> Extrait
◇ ◇ ◇ ◇

Dans cette série d’articles dédiés au « management dans l’incertitude », Angelica Calvet, Experte Lean-Agile au sein de CS-Horizon, Administratrice Cinov Conseil et Présidente Cinov Nouvelle-Aquitaine, aborde dans un premier temps l’incertitude du point de vue des processus, puis de la résilience. Ce troisième article est dédié à l’humain et la complexité.

L’expérience de la traversée d’un pont suspendu

Lorsque j’anime des ateliers sur la façon dont on peut faire face à la complexité en développant un esprit agile, je montre souvent une photo où on observe une partie d’un pont suspendu dans la montagne. Le pont est construit avec des planches en bois séparées par quelques centimètres les unes des autres ; l’autre côté du pont n’est pas visible à cause d’un brouillard très dense, on n’arrive pas à apercevoir non plus le fond entre les falaises reliées par le pont. Une fois que les participants ont pris leurs temps pour observer l’image, je leur demande s’ils franchiraient ou pas le pont ?

◇ ◇ ◇ ◇

> Enregistrements
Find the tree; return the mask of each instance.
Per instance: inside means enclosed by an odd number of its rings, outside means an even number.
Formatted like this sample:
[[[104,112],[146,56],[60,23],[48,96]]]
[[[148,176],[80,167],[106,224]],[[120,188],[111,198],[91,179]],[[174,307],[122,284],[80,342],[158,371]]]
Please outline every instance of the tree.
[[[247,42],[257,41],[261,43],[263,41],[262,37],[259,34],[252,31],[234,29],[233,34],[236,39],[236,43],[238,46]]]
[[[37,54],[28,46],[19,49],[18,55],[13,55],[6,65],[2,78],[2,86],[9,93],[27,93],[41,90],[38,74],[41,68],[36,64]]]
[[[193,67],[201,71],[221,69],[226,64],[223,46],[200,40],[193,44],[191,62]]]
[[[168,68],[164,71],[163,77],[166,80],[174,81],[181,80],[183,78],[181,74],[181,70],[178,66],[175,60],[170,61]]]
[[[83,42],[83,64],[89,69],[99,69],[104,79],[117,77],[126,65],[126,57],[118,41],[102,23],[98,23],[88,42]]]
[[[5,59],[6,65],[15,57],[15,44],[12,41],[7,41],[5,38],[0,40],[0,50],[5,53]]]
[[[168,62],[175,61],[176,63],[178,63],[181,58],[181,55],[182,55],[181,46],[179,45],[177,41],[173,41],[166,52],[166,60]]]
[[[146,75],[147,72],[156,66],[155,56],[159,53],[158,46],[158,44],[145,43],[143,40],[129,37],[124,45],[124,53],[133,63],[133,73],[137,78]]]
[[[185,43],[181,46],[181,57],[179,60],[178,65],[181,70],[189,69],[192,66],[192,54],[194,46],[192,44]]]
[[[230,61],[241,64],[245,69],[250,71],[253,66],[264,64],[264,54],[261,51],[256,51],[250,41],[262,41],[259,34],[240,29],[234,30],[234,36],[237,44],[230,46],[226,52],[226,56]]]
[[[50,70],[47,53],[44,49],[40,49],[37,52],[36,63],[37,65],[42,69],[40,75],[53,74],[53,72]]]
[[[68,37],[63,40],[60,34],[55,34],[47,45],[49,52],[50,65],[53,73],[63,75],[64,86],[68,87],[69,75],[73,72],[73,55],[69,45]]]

◇ ◇ ◇ ◇

> Exercices
a - Reformulez sous forme de liste le paragraphe de l'extrait qui commence par « Lorsque j'anime des ateliers », en gardant ses faits principaux.
b - Recopiez mot pour mot le passage de l'extrait allant de « L’expérience de la » jusqu'à « pas le pont ? ».
c - D'après l'extrait, à quoi le troisième article de la série est-il consacré ?
Les enregistrements proviennent d'une autre source.

> Corrigés
a -
- Dans des ateliers sur la façon de faire face à la complexité grâce à un esprit agile, une photo d'une partie d'un pont suspendu en montagne est souvent montrée.
- Le pont est fait de planches en bois séparées de quelques centimètres.
- Un brouillard très dense empêche de voir l'autre côté du pont ainsi que le fond entre les falaises.
- Après avoir observé l'image, les participants doivent dire s'ils franchiraient le pont ou non.

b -
L’expérience de la traversée d’un pont suspendu

Lorsque j’anime des ateliers sur la façon dont on peut faire face à la complexité en développant un esprit agile, je montre souvent une photo où on observe une partie d’un pont suspendu dans la montagne. Le pont est construit avec des planches en bois séparées par quelques centimètres les unes des autres ; l’autre côté du pont n’est pas visible à cause d’un brouillard très dense, on n’arrive pas à apercevoir non plus le fond entre les falaises reliées par le pont. Une fois que les participants ont pris leurs temps pour observer l’image, je leur demande s’ils franchiraient ou pas le pont ?

c - À l'humain et la complexité.